## WRITTEN PROBLEM
Reproduce every line of the material from the line containing "Query: circular shutter button" through the end, requests included. Rescale each point coordinate in the answers by multiplying it by 0.25 and rounding to the nearest whole number, with halves rounded up.

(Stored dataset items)
☆ ☆ ☆
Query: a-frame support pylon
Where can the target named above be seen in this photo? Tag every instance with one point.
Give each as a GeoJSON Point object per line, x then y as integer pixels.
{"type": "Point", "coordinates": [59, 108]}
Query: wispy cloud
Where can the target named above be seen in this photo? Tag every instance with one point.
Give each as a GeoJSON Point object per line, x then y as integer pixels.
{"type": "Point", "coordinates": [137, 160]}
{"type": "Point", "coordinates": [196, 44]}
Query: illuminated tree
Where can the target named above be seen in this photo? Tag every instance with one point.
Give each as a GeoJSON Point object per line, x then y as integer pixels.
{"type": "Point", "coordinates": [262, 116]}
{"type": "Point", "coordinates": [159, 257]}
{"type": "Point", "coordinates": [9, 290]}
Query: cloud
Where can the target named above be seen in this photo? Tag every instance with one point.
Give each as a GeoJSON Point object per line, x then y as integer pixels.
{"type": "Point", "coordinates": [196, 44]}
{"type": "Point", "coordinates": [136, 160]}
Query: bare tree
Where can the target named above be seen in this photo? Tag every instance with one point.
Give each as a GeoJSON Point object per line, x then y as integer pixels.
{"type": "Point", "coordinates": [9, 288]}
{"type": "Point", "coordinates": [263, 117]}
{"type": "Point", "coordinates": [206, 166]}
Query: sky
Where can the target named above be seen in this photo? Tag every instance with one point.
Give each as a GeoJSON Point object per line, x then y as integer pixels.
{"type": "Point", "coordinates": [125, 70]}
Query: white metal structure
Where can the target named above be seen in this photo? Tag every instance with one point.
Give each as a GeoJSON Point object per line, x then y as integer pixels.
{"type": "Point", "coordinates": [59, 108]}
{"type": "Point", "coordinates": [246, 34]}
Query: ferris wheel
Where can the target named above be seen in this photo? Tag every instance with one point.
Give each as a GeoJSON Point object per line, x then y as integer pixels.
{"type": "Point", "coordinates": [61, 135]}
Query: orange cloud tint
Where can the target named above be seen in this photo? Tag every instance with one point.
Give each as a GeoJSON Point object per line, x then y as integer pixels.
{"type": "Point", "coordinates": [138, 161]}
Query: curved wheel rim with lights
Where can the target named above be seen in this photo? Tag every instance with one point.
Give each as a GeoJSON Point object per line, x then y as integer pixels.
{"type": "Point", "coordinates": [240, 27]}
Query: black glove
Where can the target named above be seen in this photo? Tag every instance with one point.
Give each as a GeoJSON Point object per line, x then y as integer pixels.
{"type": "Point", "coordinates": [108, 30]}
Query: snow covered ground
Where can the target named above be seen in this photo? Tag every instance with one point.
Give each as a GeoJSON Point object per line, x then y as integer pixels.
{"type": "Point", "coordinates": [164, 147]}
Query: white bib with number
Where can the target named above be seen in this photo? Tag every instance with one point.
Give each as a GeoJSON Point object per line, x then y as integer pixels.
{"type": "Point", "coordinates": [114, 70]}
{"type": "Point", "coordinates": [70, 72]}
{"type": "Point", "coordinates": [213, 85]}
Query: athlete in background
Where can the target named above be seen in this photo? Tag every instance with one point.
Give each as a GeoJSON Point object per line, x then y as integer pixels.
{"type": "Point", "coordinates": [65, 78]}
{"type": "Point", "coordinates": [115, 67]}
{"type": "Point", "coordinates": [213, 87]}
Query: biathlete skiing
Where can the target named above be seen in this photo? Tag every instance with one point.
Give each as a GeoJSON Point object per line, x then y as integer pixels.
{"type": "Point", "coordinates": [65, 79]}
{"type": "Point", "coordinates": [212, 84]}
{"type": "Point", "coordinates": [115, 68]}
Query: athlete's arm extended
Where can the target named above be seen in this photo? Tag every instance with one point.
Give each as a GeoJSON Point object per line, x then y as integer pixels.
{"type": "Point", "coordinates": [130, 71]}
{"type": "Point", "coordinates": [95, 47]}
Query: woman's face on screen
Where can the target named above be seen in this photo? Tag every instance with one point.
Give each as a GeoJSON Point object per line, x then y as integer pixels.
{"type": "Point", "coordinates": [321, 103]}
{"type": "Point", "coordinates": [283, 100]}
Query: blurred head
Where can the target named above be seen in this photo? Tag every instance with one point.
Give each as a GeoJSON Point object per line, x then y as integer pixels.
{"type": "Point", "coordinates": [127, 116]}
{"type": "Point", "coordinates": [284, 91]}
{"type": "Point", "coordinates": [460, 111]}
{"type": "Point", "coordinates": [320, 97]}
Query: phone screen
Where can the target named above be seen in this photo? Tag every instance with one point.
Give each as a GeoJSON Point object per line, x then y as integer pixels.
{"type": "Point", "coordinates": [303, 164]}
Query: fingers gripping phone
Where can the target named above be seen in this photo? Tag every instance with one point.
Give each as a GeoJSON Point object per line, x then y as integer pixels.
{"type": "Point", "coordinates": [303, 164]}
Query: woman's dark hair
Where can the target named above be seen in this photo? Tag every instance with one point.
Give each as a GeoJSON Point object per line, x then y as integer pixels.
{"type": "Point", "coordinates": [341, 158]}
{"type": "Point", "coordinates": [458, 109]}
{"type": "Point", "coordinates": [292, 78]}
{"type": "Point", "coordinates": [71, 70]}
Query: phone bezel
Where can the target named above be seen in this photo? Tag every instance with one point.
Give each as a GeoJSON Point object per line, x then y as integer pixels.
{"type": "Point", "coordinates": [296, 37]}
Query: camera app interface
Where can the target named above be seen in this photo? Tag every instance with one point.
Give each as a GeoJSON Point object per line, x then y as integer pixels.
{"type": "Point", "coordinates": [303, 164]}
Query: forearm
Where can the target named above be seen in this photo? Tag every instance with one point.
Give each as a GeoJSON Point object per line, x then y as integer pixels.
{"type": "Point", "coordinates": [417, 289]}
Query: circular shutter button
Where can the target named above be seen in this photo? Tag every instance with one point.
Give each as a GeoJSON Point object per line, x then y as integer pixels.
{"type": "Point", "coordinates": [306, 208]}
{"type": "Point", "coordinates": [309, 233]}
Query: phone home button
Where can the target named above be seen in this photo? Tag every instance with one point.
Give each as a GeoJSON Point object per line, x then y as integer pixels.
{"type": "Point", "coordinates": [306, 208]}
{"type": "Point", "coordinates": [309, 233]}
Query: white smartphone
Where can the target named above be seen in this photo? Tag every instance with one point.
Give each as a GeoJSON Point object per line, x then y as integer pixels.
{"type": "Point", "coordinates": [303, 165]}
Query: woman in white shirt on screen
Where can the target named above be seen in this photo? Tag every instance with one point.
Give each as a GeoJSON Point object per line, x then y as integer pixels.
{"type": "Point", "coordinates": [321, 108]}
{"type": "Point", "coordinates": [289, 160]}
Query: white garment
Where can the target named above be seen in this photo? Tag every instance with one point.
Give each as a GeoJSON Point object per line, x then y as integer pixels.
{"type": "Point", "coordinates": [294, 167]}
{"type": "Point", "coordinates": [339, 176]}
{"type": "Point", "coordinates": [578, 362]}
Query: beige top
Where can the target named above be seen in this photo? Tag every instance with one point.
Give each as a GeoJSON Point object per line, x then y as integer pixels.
☆ ☆ ☆
## EXERCISE ANSWER
Query: circular shutter button
Where can the target named above be seen in this photo? Tag every instance with one point.
Give each as a GeoJSON Point object per line, x then y as integer pixels.
{"type": "Point", "coordinates": [77, 52]}
{"type": "Point", "coordinates": [77, 58]}
Query: phone home button
Where can the target named above be seen in this photo? Tag every instance with one point.
Give each as a GeoJSON Point object per line, x then y as integer pixels.
{"type": "Point", "coordinates": [77, 52]}
{"type": "Point", "coordinates": [77, 58]}
Query: white smartphone
Where can the target named above be seen in this photo? Tag every instance with one point.
Give each as a GeoJSON Point object per line, x then y as integer pixels.
{"type": "Point", "coordinates": [76, 41]}
Query: woman in white shirt on screen
Where can the target named above be seen in this photo? Tag every instance with one point.
Give each as a GeoJSON Point object per line, x then y as integer pixels.
{"type": "Point", "coordinates": [80, 27]}
{"type": "Point", "coordinates": [72, 40]}
Query: white garment
Where can the target named above be seen in this photo? Tag every instance with one point.
Give each as a GeoJSON Point object per line, x then y as integer pixels.
{"type": "Point", "coordinates": [74, 42]}
{"type": "Point", "coordinates": [85, 44]}
{"type": "Point", "coordinates": [145, 91]}
Query: beige top
Where can the target named above be seen in this photo? Tag every instance with one point.
Give each as a GeoJSON Point object per line, x then y as integer pixels.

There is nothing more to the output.